__WORK INSTRUCTIONS__: Word for word, restate the records that appear below.

= = = =

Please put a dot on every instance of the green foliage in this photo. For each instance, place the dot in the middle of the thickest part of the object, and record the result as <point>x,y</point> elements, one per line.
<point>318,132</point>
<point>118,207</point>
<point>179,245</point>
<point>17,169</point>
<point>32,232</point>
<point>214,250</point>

= = = =

__EXPECTED OUTPUT__:
Please put a dot on every instance of the green foliage in this photo. For each instance, place the dot in the middle of the thickest part of the object, and record the result as <point>x,y</point> elements, one per line.
<point>318,132</point>
<point>118,207</point>
<point>179,245</point>
<point>17,169</point>
<point>32,232</point>
<point>214,250</point>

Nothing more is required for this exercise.